§ **Task statement**: Before you write out the listing, remove the pictures; everything else stays exactly as it is.

- - - -

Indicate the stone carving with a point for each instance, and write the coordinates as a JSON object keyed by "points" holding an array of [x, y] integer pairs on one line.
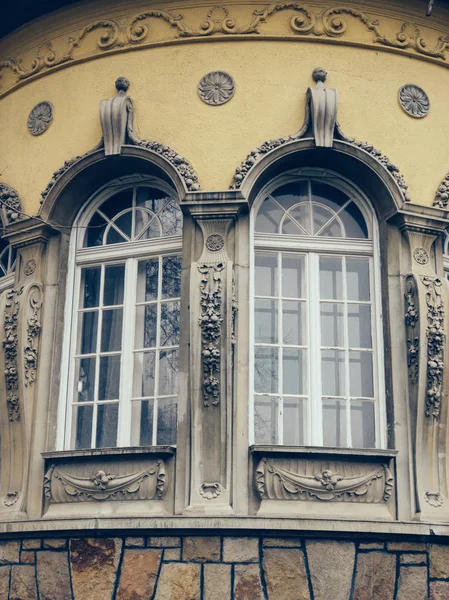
{"points": [[117, 119], [214, 242], [10, 343], [29, 268], [421, 256], [435, 499], [274, 482], [33, 330], [414, 101], [216, 88], [218, 20], [40, 118], [10, 205], [63, 486], [442, 194], [435, 345], [321, 111], [11, 498], [210, 322], [210, 490]]}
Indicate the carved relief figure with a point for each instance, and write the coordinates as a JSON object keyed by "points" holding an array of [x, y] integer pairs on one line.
{"points": [[117, 119]]}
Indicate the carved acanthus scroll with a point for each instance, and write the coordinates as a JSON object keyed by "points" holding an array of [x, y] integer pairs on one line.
{"points": [[10, 347], [274, 482], [435, 344]]}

- - - -

§ **Written solution**:
Indicate the stone carving with a point for each instance, and write the coordinates as a JSON object keyed by "points" holding an array of [x, y] integer pairs on one line.
{"points": [[117, 119], [214, 242], [10, 343], [29, 268], [421, 256], [435, 499], [274, 482], [33, 330], [414, 101], [216, 88], [218, 20], [40, 118], [10, 205], [63, 486], [442, 194], [435, 345], [321, 111], [11, 498], [210, 322], [210, 490]]}
Indicate the carved relief figure with a point for each instance, and write the coordinates as a JSON object keyed by "points" holding an array of [x, y] integer pairs on one line.
{"points": [[117, 119]]}
Indicate the carved acanthus scroll with a point for each instance, and write the coordinates as a JSON object keyed by "points" holding an array of [x, y] integer pairs on one line.
{"points": [[10, 347], [274, 482], [435, 344]]}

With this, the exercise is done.